◆ Tarefa
Atualize o trecho do texto sobre o Flamengo que vai de "Alguns completamente desconhecidos" até "que foi proposto.", trocando "moleques" por "meninos".

◆ Texto de origem
● ● ● ●
Existe empate com gosto de vitória? Sinceramente não sei.
Mas certamente existe jogo com gosto de Flamengo.
O rubro-negro terminou a exaustiva semana das liminares com um sorriso no rosto. Não (apenas) pelo ponto conquistado, mas por um verdadeiro domingo de Flamengo.
Com todos os problemas, o Fla foi a campo um time de garotos.
Alguns completamente desconhecidos de boa parte da torcida. Há quem diga que “o time foi reforçado por quatro jogadores experientes”, mas a verdade é exatamente oposta. Eram sete moleques da base, a maioria estreando.
E o domingo foi todo deles. Entraram em campo contra um grande rival, colocaram a bola no chão e jogaram com toda a calma do mundo. Nada de bicões desesperados, de jogadores intimidados, de movimentações aleatórias… Para a surpresa de todos, o Flamengo jogou como um time.
Para falar do jogo, então, é preciso falar deles.
Primeiro, os mais “experientes”…
Lincoln e João Lucas ainda têm muito a evoluir, mas mostraram valor. Os dois não tinham missões fáceis, mas cumpriram muito bem o que foi proposto.
Ramon também já era conhecido de quem acompanhou o time no início do ano diretamente no Maracanã (ou pelo t.me/teofb7) e tem muito potencial. Foi muito sólido, tanto ofensiva quanto defensivamente. Criou muito pelo lado esquerdo, sempre com a bola no chão.
Guilherme Bala era mais desconhecido, mas fez todo rubro-negro abrir um sorriso largo logo no primeiro drible abusado. Talvez, o primeiro sorriso em alguns dias. Um sorriso de Flamengo.
Dentre todos, Natan e Otávio enfrentaram o verdadeiro teste de fogo. Zagueiro não pode errar, então nunca é fácil estrear no profissional. Ainda mais assim...
Mas os dois foram muito bem. Controlaram bem a área, se posicionaram corretamente, cortaram tudo pelo alto e se comunicaram o tempo todo. Como se não bastasse, foram muito, muito calmos na saída de bola.
As circunstâncias moldaram a partida, claro. A solidez defensiva do Flamengo também se deve à estratégia: diferentemente do que costuma acontecer, o time recuava e se defendia com muita gente próxima da própria área. Os zagueiros não ficavam expostos.
Soma-se a isso a incapacidade do time do Palmeiras em criar pelo meio, atrair para um lado e atacar o outro, de manipular o bloco de marcação, abrir espaços... Um time totalmente previsível.
Se engana, porém, quem acha que esse é um jogo fácil para os zagueiros. De fato, eles não precisavam jogar muito avançados, com espaço para cobrir às suas costas, mas enfrentaram um time com pontas rápidos buscando sempre as costas dos laterais e um centroavante mortal.
Com um bloco muito compacto fechando o meio, o Flamengo forçava o Palmeiras a avançar pelos lados e cruzar na área.
Com isso, apesar de pouco exposta nos espaços para cobrir, a zaga era forçada a jogar sempre no limite da concentração.
● ● ● ●
◆ Linhas de dados
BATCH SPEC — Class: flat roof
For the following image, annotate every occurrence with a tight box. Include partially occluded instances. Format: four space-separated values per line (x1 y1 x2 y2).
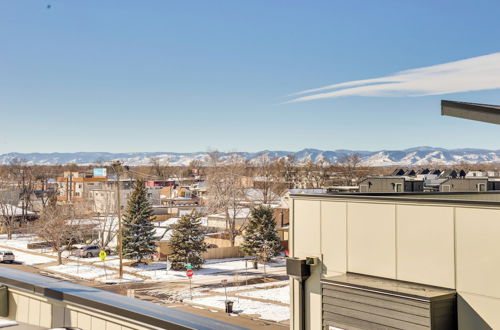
● ● ● ●
◆ Resultado
Alguns completamente desconhecidos de boa parte da torcida. Há quem diga que “o time foi reforçado por quatro jogadores experientes”, mas a verdade é exatamente oposta. Eram sete meninos da base, a maioria estreando.
E o domingo foi todo deles. Entraram em campo contra um grande rival, colocaram a bola no chão e jogaram com toda a calma do mundo. Nada de bicões desesperados, de jogadores intimidados, de movimentações aleatórias… Para a surpresa de todos, o Flamengo jogou como um time.
Para falar do jogo, então, é preciso falar deles.
Primeiro, os mais “experientes”…
Lincoln e João Lucas ainda têm muito a evoluir, mas mostraram valor. Os dois não tinham missões fáceis, mas cumpriram muito bem o que foi proposto.